→ **Free-text object descriptions**
+===+

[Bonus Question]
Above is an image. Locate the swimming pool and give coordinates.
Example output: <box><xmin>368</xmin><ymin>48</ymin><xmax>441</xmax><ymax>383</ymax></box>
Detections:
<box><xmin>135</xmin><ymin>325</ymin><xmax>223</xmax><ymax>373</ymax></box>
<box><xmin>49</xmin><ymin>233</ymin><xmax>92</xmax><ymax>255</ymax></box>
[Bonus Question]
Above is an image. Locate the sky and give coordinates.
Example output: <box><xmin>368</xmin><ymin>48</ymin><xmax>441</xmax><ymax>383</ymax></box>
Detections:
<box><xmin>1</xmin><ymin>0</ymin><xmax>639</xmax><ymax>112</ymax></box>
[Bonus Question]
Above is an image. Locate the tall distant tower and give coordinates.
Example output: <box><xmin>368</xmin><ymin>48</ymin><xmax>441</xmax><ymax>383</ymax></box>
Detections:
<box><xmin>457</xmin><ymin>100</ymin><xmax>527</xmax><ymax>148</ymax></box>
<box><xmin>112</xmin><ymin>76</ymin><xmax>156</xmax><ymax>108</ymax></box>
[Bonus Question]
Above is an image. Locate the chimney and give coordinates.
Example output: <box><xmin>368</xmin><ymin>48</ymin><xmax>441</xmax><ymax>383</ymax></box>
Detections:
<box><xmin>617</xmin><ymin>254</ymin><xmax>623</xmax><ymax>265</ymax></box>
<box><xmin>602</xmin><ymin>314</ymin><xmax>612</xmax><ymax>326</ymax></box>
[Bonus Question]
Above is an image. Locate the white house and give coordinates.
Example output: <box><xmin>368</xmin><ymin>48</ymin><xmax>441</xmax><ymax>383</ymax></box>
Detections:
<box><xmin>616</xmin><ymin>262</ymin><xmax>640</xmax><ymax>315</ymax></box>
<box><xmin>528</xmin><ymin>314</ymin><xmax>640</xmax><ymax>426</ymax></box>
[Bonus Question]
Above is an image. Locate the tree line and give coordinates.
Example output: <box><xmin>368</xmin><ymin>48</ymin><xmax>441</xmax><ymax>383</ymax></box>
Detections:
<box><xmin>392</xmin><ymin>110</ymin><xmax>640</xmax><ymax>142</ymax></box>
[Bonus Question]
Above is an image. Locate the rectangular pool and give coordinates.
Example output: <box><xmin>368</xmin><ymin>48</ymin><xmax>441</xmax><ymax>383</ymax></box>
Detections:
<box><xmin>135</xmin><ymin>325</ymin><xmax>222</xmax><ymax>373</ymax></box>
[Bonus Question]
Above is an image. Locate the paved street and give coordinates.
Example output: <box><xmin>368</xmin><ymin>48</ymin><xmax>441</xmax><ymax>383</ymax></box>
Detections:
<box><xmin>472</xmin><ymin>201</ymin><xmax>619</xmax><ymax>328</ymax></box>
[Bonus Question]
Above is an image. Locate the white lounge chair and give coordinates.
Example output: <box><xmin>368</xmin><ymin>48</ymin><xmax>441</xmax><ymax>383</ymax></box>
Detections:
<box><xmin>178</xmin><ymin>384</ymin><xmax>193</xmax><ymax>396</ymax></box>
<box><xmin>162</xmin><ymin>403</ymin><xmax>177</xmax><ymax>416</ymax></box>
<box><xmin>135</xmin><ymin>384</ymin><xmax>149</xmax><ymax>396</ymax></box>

+===+

→ **ASSIGNMENT**
One number should be returned: how many lines in the records contain the word "image".

→ **YOUR RESPONSE**
9